> Trabalho pedido:
1. Reescreva em forma de lista o parágrafo do excerto sobre Paulo Macedo e as políticas da droga que começa por «Em defesa dessa reforma», conservando os seus factos principais.
2. Escreva a continuação do excerto sobre Paulo Macedo e as políticas da droga, começando logo após a última frase apresentada.

> Excerto selecionado:
"É preciso ir mais longe que descriminalização do consumo", diz ex ministro da Saúde Paulo Macedo
Reconhecendo que se têm registado avanços significativos nas políticas de combate ao uso ilícito de drogas "designadamente em Portugal em 2001" -- referindo assim a descriminalização do consumo das ditas substâncias, levada a cabo pelo executivo de António Guterres naquela data --, o ministro da Saúde do governo Passos afirma que "a evidência demonstra que as políticas públicas precisam de ir mais longe".
E prossegue: "Para além da doença associada às drogas ilegais - hepatite C e Sida, e ao número de anos de vida perdidos, temos também a doença que este fenómeno traz para a sociedade (crime, violência, corrupção, financiamento de atividades terroristas...). Não há contradição entre ser anti "drogas" e pró-reforma das políticas públicas relativas à droga."
Em defesa dessa reforma, Paulo Macedo aponta "os ganhos em saúde" e "o crescimento da economia" mas frisa que "desiderato último" é "proporcionar uma melhor qualidade de vida global aos cidadãos seja ou não através dos índices de felicidade".

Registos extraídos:

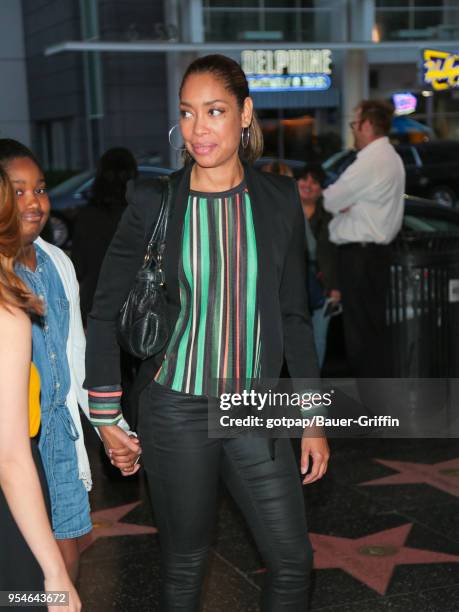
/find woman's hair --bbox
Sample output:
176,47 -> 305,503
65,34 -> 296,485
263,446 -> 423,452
0,138 -> 42,170
298,164 -> 327,187
260,160 -> 293,178
89,147 -> 138,208
0,164 -> 43,314
179,54 -> 263,163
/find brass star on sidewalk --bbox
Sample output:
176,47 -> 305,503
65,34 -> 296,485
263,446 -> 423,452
79,501 -> 158,553
360,458 -> 459,497
310,523 -> 459,595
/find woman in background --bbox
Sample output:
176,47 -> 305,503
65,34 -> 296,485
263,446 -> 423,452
0,168 -> 81,612
72,147 -> 137,324
260,160 -> 293,178
298,164 -> 341,367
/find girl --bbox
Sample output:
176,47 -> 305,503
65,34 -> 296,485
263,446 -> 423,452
85,55 -> 329,612
0,168 -> 81,612
298,164 -> 341,367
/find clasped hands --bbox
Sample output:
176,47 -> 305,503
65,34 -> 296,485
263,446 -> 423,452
99,425 -> 142,476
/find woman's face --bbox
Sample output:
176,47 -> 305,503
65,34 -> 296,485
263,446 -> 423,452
298,174 -> 322,202
180,73 -> 253,168
6,157 -> 50,246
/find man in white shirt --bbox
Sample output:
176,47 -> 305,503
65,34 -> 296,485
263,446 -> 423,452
323,100 -> 405,378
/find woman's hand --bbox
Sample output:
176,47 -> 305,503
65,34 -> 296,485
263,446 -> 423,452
328,289 -> 341,302
99,425 -> 142,476
45,568 -> 81,612
301,437 -> 330,484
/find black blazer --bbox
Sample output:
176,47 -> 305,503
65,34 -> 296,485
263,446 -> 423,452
85,164 -> 319,390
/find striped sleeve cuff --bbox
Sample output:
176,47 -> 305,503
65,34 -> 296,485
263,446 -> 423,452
88,385 -> 123,427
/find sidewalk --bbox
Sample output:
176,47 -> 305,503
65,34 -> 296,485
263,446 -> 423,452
79,424 -> 459,612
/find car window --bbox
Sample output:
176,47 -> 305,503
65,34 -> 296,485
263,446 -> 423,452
418,146 -> 459,165
49,170 -> 92,196
395,147 -> 416,166
403,215 -> 459,233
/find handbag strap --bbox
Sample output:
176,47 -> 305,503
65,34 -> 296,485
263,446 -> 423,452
142,176 -> 172,269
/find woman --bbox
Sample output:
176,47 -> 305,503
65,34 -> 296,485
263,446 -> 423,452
72,147 -> 137,323
0,168 -> 81,612
85,55 -> 329,612
298,164 -> 341,367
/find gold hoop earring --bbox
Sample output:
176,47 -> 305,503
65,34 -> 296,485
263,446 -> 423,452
241,127 -> 250,149
169,123 -> 185,151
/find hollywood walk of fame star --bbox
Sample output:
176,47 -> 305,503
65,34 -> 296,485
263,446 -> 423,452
310,523 -> 459,595
79,501 -> 158,553
359,458 -> 459,497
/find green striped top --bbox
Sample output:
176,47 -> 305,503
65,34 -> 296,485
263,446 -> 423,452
155,183 -> 261,397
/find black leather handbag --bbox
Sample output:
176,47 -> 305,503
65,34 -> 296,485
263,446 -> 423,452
117,177 -> 171,359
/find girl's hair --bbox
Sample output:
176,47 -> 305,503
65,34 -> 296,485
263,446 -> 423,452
0,138 -> 43,170
0,165 -> 43,315
89,147 -> 138,208
179,54 -> 263,163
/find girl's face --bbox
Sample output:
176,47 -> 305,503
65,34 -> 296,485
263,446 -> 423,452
6,157 -> 50,246
298,174 -> 322,202
180,73 -> 253,168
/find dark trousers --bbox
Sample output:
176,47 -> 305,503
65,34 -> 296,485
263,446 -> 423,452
138,382 -> 312,612
338,243 -> 391,378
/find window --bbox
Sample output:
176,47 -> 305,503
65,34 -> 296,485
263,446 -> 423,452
37,118 -> 72,170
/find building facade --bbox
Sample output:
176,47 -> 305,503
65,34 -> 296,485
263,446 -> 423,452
0,0 -> 30,144
17,0 -> 459,169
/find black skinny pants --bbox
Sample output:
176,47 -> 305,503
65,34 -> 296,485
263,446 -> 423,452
138,382 -> 312,612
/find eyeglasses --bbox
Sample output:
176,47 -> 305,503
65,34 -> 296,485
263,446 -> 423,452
348,119 -> 363,130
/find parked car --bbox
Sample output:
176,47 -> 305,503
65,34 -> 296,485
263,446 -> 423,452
43,164 -> 172,249
323,140 -> 459,208
322,196 -> 459,378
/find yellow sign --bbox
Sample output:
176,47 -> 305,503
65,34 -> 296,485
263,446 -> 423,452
423,49 -> 459,91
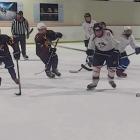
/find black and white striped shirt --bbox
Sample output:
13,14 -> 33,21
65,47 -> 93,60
11,18 -> 29,35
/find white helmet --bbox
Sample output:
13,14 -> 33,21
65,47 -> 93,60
37,22 -> 46,30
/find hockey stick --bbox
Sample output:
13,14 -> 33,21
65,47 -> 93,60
35,38 -> 59,75
69,67 -> 83,73
69,63 -> 92,73
120,52 -> 136,59
15,60 -> 21,96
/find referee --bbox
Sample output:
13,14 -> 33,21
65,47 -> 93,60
11,11 -> 29,59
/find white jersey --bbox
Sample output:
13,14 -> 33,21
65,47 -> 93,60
82,20 -> 97,40
118,35 -> 138,53
88,30 -> 119,51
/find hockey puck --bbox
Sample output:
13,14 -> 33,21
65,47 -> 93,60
136,93 -> 140,97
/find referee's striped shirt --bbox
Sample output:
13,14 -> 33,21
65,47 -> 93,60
11,18 -> 29,35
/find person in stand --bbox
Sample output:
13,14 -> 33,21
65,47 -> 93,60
116,26 -> 140,78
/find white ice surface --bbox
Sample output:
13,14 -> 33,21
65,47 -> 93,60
0,43 -> 140,140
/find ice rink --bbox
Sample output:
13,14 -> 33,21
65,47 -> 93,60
0,43 -> 140,140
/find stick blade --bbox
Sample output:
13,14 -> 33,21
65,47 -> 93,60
15,92 -> 21,96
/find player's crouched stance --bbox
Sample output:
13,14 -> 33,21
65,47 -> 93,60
35,23 -> 62,78
0,34 -> 20,84
87,23 -> 119,90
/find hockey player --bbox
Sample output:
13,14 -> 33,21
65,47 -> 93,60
82,13 -> 96,67
82,13 -> 96,48
0,77 -> 1,86
100,21 -> 113,35
116,26 -> 140,78
87,23 -> 118,90
0,34 -> 20,84
35,23 -> 62,78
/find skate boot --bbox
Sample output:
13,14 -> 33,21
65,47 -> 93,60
46,71 -> 55,78
13,78 -> 19,85
87,77 -> 99,90
116,69 -> 127,78
87,83 -> 97,90
52,69 -> 61,76
109,81 -> 116,88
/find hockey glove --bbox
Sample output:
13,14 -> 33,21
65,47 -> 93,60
135,47 -> 140,54
13,52 -> 20,60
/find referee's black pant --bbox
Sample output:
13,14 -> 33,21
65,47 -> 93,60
14,35 -> 26,57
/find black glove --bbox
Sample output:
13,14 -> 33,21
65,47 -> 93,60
86,49 -> 94,56
13,52 -> 20,60
135,47 -> 140,54
49,48 -> 56,53
56,32 -> 63,38
86,56 -> 93,67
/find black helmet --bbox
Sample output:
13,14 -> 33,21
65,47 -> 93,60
84,13 -> 91,18
93,23 -> 103,31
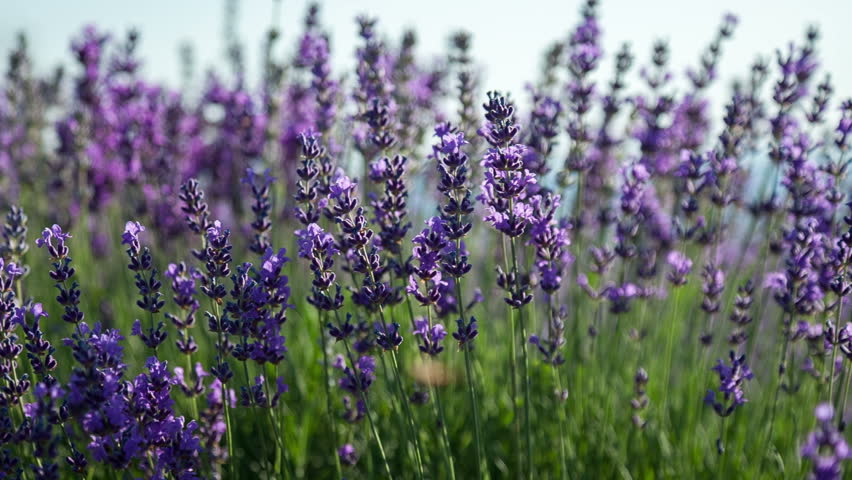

> Resultados esperados:
1.
- Paulo Macedo defende a reforma das políticas públicas relativas à droga.
- Aponta como vantagens os ganhos em saúde e o crescimento da economia.
- Sublinha que o objetivo último é proporcionar aos cidadãos uma melhor qualidade de vida global, seja ou não através dos índices de felicidade.

2.
Este contributo do gestor, ex diretor-geral dos Impostos e atual presidente da Caixa Geral de Depósitos, que se define politicamente como "independente" mas é conotado com o centro direita cristão, foi apresentado num encontro privado ocorrido em Lisboa esta segunda-feira, presidido pelo ex presidente da República Jorge Sampaio e sob a égide da Global Commission on Drug Policy (GCDP), organização internacional independente que defende o fim do proibicionismo e a legalização e regulação do acesso às substâncias denominadas como "drogas" e da qual fazem parte 14 ex chefes de Estado (incluindo o brasileiro Fernando Henriques Cardoso e o timorense Ramos-Horta) e quatro prémios Nobel.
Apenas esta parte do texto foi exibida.